Genocide as the Colombian State’s response to protest

Interview with Javier Giraldo, Vice President of the Permanent Peoples' Tribunal.

Genocide as the Colombian State’s response to social protest. New condemnation by the Permanent Peoples’ Tribunal (PPT) for continued genocide, war crimes and crimes against humanity.

131

Jesuit priest Javier Giraldo Moreno is a reference in the defense of human rights in Colombia. His serene speech is combined with a precision and firmness in his denunciations that have earned him powerful enemies in his defense of the victims of crimes against humanity. He has been a staunch defender of peasant communities and social leaders in the regions most punished by state and para-state terror.

Author of several books documenting the impunity in the extermination of these victimized communities in rural Colombia, Javier Giraldo has worked since 1972 with the Center for Research and Popular Education (CINEP/PPP), and is a founder of the Inter-Church Commission for Justice and Peace.

He has received the International Award, Human Rights Association of Spain, the John Humphrey Freedom Award and the Juan María Bandrés Award for the Defense of the Right of Asylum granted by the Spanish Commission for Refugee Aid (CEAR). He was a member of the Historical Commission on the Origin of the Conflict and its Victims (CHCV), at the Havana Peace Talks between the Colombian government and the FARC-EP.

GUADALUPE BARAHONA: This is the third session in which the Permanent Peoples’ Tribunal (PPT) deals with Colombia: in 1991 it judged impunity in crimes against humanity, and in 2008 it judged the actions of transnational corporations in relation to the violation of human rights. What does the PPT contribute, bearing in mind that it is a symbolic tribunal?

JAVIER GIRALDO: First of all, the TPP is a court of opinion. It is based on the judgment of the Russell Tribunal that arose with the Vietnam War. Italian Senator Lello Basso was rapporteur of the second Russell Tribunal on Latin American dictatorships and was at the same time the founder of the Permanent Peoples’ Tribunal in 1979, to continue that same experience.

He emphasized the conviction that a tribunal is not necessarily the emanation of a state or inter-state power, but that precisely the reasons of state are a limitation to a judicial sentence that has a profound ethical dimension and, therefore, greater independence.

******************************

## WHAT YOU WILL DO
Transcribe from the interview with Javier Giraldo above the passage that begins with the words containing "Author of several" and ends with "Justice and Peace.", keeping every word and punctuation mark unchanged.

******************************

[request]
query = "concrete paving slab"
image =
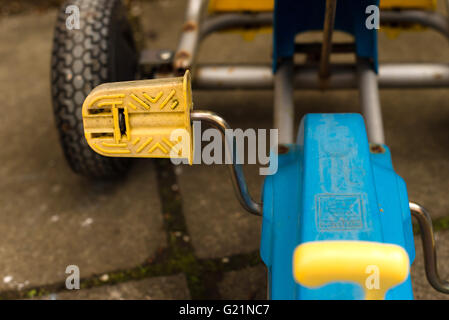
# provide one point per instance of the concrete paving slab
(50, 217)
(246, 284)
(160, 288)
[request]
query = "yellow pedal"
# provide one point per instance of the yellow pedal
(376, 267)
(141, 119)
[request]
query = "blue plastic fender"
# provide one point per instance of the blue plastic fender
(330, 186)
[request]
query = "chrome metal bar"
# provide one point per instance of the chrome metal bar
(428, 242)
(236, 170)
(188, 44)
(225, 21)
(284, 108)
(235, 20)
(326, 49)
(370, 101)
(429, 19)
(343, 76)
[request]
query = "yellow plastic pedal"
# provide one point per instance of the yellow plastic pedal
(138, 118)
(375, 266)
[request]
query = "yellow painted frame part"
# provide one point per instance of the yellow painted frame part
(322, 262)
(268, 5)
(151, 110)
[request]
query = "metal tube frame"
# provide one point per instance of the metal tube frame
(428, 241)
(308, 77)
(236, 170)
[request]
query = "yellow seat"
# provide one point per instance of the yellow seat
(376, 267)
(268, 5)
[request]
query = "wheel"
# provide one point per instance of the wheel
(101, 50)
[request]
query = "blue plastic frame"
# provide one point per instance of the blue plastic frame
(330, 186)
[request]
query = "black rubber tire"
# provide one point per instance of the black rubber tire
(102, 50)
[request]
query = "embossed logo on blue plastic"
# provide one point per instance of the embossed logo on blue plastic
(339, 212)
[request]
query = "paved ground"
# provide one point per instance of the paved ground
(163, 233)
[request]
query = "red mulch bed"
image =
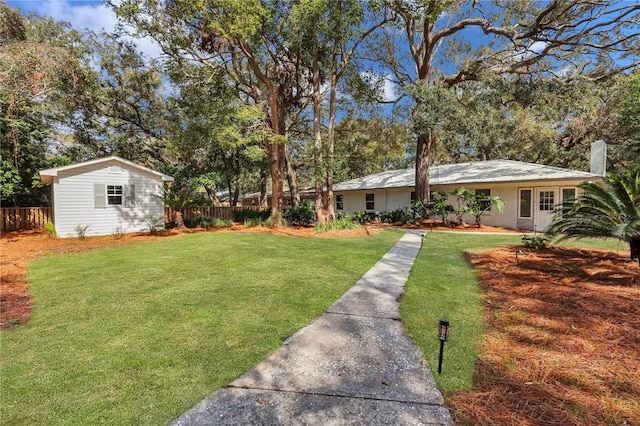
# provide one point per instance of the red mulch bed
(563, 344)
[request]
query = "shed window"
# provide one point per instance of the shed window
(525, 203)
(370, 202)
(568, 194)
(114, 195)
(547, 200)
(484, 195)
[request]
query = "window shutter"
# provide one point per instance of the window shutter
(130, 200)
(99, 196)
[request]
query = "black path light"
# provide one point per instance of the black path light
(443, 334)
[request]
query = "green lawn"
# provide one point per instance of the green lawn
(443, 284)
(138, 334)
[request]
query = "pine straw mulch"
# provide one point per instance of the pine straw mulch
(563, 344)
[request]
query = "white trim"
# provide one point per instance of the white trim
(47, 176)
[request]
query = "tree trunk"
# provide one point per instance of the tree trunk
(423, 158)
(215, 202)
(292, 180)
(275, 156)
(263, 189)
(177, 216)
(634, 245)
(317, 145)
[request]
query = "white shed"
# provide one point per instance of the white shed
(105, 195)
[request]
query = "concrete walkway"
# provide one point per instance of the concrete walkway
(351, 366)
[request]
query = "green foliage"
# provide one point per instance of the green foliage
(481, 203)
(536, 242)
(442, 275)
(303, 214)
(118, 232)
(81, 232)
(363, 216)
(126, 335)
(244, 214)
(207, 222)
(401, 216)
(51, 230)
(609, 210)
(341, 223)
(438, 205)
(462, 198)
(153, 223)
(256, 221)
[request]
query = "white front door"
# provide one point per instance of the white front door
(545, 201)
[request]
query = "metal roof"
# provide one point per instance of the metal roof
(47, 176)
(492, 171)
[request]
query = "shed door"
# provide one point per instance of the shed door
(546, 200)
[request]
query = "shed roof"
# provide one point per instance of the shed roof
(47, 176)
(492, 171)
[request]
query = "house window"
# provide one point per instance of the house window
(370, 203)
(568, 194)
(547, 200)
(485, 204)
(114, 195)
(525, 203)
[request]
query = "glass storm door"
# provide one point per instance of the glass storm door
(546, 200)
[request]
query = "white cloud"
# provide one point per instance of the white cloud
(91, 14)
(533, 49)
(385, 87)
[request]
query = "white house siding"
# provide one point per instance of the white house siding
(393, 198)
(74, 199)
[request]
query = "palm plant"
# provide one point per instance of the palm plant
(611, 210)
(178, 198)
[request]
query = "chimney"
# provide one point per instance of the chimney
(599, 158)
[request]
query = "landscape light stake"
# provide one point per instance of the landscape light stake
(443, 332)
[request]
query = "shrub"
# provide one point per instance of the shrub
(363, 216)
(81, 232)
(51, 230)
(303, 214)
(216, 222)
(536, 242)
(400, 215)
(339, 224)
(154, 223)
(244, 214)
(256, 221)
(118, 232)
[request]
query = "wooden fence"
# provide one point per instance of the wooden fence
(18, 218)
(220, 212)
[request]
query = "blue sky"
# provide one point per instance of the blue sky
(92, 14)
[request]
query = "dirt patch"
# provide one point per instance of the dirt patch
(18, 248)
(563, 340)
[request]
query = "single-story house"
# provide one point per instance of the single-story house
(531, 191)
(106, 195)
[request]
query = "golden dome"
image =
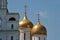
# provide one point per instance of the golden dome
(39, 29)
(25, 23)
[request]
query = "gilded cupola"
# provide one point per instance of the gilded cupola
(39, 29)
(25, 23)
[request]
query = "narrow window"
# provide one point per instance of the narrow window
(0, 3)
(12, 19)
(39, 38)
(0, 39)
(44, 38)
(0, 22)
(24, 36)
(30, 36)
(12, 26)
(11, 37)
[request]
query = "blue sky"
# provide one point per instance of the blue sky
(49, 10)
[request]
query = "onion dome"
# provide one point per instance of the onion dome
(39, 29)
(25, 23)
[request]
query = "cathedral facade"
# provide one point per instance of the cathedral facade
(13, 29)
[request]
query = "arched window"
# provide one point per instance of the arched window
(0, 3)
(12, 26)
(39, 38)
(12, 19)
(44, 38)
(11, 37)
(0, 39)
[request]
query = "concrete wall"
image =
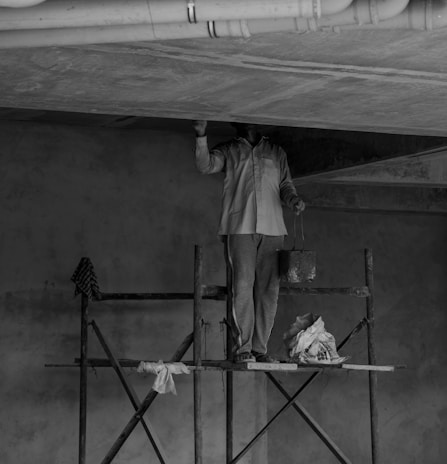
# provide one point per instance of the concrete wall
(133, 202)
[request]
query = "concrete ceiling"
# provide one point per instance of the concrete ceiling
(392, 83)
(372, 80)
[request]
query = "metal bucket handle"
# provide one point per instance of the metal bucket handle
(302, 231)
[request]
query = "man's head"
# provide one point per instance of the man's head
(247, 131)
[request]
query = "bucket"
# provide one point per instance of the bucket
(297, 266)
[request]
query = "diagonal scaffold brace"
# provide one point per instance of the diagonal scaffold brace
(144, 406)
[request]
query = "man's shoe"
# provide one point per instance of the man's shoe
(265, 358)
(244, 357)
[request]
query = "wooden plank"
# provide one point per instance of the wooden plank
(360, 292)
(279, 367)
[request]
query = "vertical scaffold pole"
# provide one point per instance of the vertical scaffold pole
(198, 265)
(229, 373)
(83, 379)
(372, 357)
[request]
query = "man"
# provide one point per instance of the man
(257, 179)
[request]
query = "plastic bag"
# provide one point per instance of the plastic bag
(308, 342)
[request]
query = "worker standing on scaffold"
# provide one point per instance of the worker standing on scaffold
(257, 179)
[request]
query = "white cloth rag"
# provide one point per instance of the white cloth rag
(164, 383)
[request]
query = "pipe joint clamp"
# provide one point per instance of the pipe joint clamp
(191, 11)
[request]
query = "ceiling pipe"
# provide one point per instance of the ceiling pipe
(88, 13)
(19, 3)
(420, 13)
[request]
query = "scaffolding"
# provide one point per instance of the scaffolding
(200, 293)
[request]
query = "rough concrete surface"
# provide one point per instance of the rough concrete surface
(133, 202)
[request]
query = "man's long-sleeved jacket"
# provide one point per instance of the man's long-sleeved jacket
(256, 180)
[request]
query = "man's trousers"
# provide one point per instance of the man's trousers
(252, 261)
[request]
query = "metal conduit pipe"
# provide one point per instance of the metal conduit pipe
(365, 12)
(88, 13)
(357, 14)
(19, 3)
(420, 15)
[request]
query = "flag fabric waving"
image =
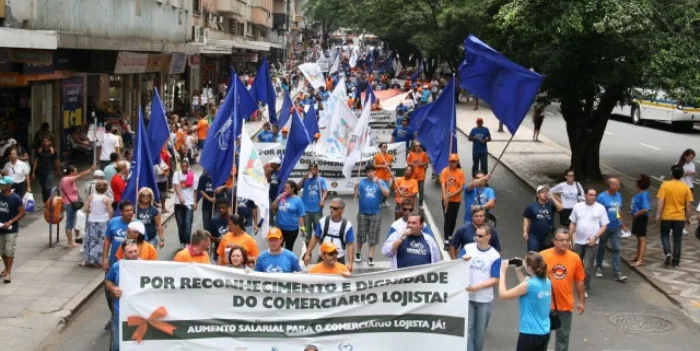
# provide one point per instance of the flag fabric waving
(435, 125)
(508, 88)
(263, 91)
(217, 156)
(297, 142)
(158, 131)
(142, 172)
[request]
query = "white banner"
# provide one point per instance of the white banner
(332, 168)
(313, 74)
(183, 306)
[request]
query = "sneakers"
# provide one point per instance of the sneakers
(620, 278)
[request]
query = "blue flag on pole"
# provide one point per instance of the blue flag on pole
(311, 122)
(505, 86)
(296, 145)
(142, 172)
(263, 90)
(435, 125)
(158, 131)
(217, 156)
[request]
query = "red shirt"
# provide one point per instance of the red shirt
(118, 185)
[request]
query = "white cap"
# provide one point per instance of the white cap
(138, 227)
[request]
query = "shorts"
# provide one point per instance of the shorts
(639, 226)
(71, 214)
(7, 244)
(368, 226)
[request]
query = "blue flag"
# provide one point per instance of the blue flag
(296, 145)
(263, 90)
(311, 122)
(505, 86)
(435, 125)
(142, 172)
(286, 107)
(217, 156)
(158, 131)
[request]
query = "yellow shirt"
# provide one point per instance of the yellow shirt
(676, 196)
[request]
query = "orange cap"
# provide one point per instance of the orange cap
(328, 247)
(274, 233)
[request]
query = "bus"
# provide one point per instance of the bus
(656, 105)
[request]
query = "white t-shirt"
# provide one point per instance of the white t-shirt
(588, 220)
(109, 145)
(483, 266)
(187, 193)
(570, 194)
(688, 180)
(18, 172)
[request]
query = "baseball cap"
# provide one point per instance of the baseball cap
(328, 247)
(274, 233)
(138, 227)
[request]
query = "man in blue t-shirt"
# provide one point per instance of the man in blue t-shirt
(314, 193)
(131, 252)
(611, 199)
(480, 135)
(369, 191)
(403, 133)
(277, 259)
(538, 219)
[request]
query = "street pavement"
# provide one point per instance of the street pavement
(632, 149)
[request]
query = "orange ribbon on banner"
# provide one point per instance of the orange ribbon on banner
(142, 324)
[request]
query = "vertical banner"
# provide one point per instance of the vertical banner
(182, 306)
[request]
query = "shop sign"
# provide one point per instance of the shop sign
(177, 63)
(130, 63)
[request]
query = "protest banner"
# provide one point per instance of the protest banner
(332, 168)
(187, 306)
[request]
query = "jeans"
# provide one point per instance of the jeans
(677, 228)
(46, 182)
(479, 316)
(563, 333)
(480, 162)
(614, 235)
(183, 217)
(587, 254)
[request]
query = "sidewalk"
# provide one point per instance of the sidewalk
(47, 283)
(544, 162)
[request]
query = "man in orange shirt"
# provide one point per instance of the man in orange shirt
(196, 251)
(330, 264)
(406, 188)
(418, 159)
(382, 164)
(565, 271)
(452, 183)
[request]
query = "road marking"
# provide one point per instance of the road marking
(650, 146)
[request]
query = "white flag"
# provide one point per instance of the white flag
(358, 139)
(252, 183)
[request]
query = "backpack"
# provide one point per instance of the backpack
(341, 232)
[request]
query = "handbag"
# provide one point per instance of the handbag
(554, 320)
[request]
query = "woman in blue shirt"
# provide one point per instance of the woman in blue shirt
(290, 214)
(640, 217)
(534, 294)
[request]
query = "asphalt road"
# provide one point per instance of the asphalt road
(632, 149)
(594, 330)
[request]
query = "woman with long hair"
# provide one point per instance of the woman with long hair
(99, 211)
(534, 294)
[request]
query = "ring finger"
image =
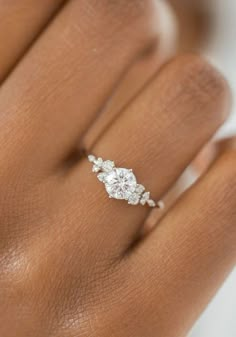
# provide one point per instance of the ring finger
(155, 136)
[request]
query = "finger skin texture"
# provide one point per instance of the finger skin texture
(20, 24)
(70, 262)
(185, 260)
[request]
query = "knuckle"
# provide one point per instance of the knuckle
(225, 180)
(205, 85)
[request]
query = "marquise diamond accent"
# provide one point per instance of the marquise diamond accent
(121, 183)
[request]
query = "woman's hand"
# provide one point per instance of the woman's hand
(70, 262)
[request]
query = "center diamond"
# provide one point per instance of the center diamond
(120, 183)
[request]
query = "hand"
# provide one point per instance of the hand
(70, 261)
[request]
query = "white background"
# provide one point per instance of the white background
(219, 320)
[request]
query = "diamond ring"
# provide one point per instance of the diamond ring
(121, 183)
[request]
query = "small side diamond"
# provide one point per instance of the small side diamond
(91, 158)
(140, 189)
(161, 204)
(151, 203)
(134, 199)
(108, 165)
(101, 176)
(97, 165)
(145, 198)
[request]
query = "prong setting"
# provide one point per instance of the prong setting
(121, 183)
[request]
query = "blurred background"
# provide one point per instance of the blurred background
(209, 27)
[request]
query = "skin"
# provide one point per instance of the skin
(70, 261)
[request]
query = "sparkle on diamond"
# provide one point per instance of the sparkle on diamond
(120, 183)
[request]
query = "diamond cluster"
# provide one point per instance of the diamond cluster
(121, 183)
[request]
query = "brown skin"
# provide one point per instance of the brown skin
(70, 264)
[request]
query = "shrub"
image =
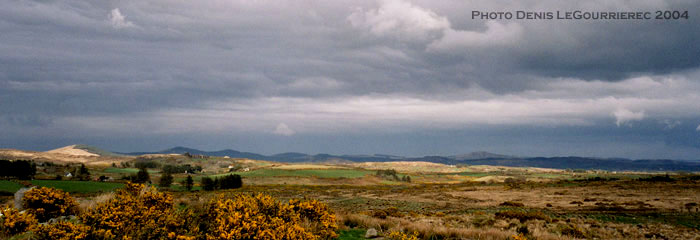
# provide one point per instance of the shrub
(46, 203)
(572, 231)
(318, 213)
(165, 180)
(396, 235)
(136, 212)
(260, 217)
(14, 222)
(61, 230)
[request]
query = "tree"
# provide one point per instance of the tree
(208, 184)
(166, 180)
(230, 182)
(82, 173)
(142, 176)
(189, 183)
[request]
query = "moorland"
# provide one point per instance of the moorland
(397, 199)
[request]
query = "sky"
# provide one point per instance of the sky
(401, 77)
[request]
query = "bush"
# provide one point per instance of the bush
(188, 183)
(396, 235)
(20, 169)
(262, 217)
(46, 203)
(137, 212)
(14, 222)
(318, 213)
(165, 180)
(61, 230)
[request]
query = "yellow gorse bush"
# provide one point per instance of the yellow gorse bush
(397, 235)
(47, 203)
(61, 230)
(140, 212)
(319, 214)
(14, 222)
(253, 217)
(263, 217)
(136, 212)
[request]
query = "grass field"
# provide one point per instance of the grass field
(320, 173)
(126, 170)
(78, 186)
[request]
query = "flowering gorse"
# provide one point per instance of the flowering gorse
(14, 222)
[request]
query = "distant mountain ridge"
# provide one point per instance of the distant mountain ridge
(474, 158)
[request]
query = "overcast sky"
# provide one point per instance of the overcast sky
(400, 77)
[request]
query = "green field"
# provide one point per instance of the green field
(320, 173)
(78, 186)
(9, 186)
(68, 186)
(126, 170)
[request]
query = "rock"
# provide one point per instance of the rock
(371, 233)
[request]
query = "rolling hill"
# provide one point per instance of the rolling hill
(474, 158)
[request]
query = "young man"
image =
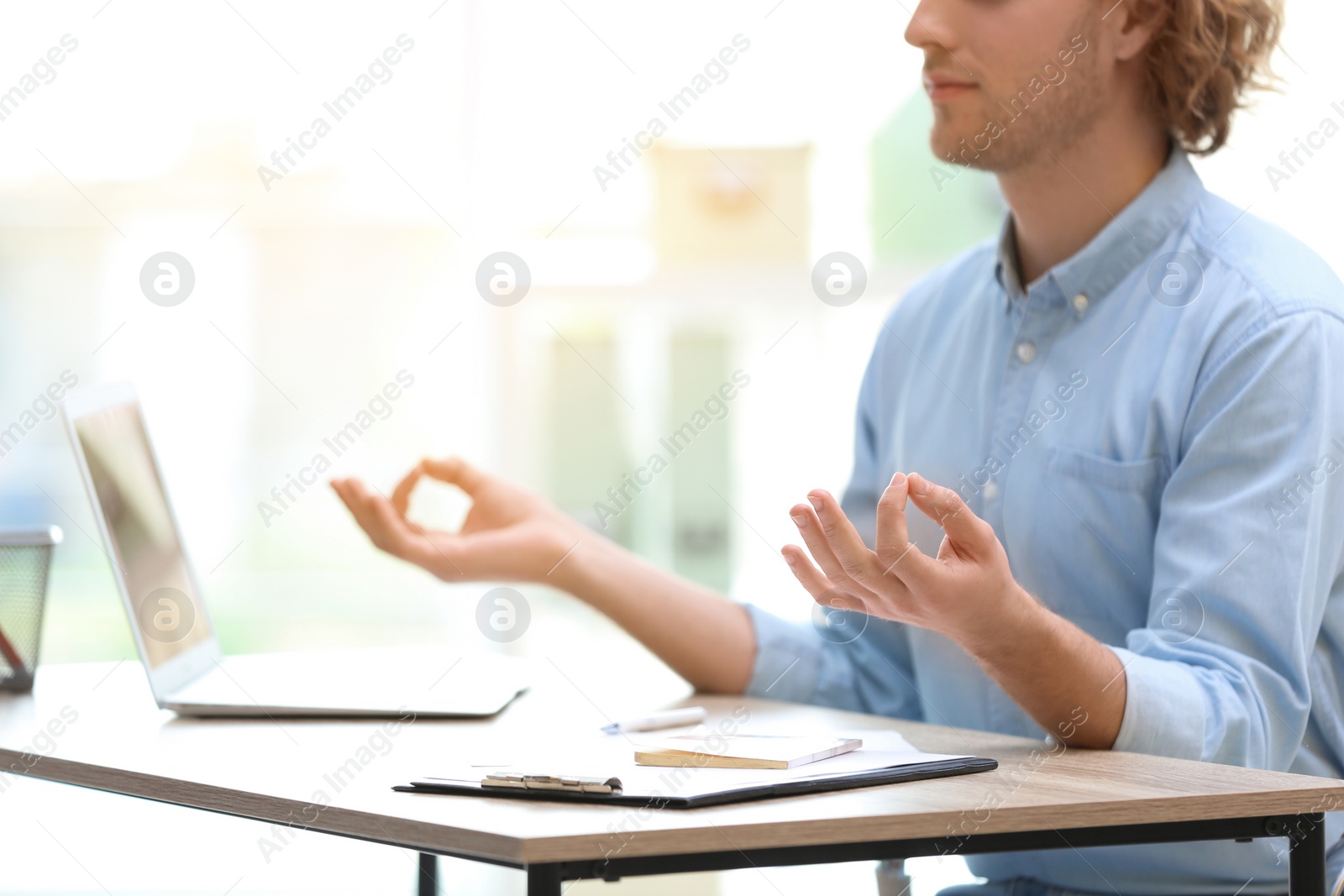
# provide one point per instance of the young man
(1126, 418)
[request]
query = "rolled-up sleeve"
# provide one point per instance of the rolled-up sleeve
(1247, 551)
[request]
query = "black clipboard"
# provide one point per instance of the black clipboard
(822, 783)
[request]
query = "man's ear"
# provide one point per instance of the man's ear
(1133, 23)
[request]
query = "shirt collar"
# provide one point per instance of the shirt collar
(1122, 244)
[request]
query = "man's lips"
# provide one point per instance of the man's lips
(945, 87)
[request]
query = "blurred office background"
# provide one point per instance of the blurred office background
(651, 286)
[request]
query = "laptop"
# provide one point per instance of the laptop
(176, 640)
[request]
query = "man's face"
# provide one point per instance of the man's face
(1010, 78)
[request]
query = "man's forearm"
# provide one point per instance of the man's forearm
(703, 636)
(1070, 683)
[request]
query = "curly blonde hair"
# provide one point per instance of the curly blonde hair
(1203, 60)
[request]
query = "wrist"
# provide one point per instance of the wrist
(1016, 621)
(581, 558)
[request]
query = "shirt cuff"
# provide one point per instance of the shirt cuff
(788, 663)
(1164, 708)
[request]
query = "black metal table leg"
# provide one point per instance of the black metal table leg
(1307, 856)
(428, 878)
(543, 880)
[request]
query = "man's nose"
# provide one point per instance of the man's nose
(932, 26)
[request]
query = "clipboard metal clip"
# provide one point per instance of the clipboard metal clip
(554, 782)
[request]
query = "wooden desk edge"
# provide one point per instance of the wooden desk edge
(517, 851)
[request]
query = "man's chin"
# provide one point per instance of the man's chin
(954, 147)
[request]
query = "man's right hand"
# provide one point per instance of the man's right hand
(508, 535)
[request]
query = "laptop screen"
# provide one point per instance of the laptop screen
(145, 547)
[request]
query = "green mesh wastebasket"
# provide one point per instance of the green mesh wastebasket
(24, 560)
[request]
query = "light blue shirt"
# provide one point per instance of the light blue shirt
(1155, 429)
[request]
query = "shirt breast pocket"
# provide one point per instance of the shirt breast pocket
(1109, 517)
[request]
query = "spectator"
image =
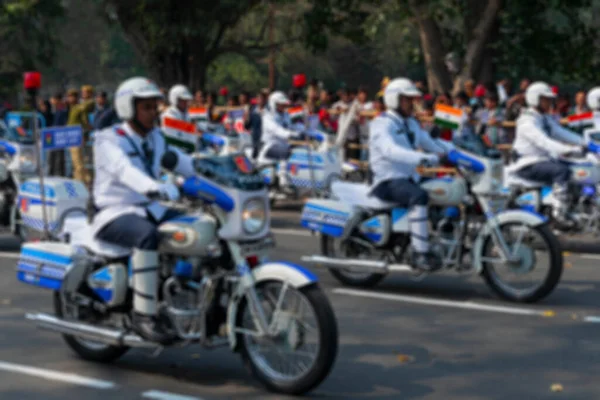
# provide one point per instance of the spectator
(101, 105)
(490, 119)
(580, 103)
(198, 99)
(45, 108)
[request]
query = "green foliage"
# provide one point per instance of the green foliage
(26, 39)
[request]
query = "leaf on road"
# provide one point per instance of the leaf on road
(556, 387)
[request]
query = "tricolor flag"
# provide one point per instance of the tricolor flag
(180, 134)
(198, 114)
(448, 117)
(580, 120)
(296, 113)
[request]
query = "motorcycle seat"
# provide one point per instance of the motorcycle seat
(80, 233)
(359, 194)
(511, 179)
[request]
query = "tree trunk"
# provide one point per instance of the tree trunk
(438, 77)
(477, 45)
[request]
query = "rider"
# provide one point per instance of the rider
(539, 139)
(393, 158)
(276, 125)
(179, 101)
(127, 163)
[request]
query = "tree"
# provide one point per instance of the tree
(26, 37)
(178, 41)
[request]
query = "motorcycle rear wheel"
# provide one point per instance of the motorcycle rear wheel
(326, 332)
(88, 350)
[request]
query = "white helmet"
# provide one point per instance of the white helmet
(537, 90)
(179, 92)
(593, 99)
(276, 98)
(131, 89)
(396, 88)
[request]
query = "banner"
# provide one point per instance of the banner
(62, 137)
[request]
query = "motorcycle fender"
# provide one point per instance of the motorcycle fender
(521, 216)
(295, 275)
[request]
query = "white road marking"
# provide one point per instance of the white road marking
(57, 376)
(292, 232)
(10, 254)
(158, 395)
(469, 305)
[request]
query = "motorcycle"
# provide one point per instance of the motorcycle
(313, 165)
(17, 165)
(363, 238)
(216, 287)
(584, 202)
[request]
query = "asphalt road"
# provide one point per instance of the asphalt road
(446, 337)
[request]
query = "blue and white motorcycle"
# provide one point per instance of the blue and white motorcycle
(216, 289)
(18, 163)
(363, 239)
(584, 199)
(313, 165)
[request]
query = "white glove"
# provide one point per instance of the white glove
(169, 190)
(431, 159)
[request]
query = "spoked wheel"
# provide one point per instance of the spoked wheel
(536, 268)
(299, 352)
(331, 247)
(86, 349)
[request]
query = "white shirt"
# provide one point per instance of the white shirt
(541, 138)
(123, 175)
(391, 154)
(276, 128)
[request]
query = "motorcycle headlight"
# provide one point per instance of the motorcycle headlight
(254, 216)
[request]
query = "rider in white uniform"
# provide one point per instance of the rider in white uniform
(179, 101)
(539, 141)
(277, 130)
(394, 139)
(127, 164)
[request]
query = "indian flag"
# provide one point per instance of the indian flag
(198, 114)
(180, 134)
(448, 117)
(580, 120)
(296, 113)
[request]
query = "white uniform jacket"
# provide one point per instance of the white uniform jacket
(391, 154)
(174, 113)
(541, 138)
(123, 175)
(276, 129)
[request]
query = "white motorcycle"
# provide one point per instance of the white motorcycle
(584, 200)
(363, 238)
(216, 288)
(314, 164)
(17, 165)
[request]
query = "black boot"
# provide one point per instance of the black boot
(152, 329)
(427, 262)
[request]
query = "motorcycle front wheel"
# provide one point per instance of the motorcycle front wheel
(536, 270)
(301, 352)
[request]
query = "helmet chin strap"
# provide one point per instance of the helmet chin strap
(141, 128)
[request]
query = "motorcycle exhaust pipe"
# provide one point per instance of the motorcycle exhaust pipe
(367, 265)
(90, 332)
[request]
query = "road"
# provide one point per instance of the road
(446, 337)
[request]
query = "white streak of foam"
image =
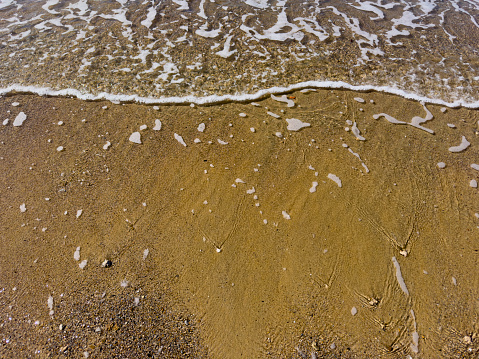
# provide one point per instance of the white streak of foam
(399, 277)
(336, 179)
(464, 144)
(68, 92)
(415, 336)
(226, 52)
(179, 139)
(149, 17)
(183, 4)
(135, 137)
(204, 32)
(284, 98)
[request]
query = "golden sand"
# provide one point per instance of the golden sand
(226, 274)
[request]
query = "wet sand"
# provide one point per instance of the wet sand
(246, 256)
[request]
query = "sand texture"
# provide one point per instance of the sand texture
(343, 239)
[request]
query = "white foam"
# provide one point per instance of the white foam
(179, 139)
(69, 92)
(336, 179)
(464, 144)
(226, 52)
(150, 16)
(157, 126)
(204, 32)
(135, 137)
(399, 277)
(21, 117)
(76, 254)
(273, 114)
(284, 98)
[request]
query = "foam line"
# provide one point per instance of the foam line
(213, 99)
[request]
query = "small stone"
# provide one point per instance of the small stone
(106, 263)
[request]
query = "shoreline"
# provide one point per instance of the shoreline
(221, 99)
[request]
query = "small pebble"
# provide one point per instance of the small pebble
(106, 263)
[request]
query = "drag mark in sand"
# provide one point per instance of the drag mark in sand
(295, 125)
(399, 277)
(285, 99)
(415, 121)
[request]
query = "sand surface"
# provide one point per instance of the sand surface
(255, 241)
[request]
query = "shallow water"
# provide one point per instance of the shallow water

******************************

## OUTPUT
Author of several books documenting the impunity in the extermination of these victimized communities in rural Colombia, Javier Giraldo has worked since 1972 with the Center for Research and Popular Education (CINEP/PPP), and is a founder of the Inter-Church Commission for Justice and Peace.